• [Required work]: Which lines below contain the string "chocolate"? Pick out each one and copy it in full.

— begin —

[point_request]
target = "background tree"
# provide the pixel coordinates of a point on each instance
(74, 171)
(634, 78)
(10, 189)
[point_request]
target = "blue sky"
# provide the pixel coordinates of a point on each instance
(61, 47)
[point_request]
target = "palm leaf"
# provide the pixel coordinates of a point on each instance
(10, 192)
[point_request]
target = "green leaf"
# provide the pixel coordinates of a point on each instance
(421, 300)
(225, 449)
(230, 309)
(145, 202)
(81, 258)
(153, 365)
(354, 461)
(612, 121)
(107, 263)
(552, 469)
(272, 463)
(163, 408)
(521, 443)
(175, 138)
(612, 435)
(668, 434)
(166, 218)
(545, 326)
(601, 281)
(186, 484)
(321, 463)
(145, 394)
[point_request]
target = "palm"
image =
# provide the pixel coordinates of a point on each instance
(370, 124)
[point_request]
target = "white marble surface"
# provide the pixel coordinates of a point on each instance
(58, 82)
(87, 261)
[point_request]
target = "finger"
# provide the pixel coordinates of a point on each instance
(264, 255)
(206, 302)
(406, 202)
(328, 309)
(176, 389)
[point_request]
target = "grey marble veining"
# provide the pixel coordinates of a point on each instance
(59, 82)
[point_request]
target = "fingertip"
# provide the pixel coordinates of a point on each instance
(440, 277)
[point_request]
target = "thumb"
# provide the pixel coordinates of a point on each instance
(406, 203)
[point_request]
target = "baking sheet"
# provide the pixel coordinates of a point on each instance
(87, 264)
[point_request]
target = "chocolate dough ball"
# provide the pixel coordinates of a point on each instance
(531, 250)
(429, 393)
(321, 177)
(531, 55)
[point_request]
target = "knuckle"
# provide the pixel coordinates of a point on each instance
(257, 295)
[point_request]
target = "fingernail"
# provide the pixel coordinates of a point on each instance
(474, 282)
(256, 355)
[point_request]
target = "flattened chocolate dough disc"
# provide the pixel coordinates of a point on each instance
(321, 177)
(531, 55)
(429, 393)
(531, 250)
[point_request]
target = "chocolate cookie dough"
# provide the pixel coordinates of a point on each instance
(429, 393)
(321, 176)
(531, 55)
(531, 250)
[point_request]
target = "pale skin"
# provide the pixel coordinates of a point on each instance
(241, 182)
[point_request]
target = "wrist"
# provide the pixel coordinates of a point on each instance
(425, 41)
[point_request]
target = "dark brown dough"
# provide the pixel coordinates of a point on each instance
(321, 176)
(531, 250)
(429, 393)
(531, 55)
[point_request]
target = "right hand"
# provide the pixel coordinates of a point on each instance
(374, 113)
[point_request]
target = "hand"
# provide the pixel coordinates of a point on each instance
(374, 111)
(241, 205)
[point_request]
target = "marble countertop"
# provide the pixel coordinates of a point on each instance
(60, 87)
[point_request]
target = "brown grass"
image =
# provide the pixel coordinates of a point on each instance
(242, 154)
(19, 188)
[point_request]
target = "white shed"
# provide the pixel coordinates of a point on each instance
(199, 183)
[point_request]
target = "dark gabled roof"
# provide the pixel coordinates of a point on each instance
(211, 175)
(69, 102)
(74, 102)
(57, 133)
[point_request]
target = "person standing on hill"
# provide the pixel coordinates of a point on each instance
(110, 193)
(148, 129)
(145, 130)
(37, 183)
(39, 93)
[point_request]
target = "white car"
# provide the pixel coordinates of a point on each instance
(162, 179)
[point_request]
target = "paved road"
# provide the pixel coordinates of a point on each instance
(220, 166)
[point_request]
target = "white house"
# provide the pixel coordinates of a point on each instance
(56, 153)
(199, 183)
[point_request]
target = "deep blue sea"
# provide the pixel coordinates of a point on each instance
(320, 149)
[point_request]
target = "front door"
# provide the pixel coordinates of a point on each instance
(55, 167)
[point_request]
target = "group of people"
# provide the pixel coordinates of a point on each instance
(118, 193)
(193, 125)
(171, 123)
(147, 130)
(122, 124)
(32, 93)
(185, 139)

— end —

• [Answer to this exercise]:
target = "chocolate dough ball"
target = "flattened chocolate dough disc"
target = "chocolate cookie dough"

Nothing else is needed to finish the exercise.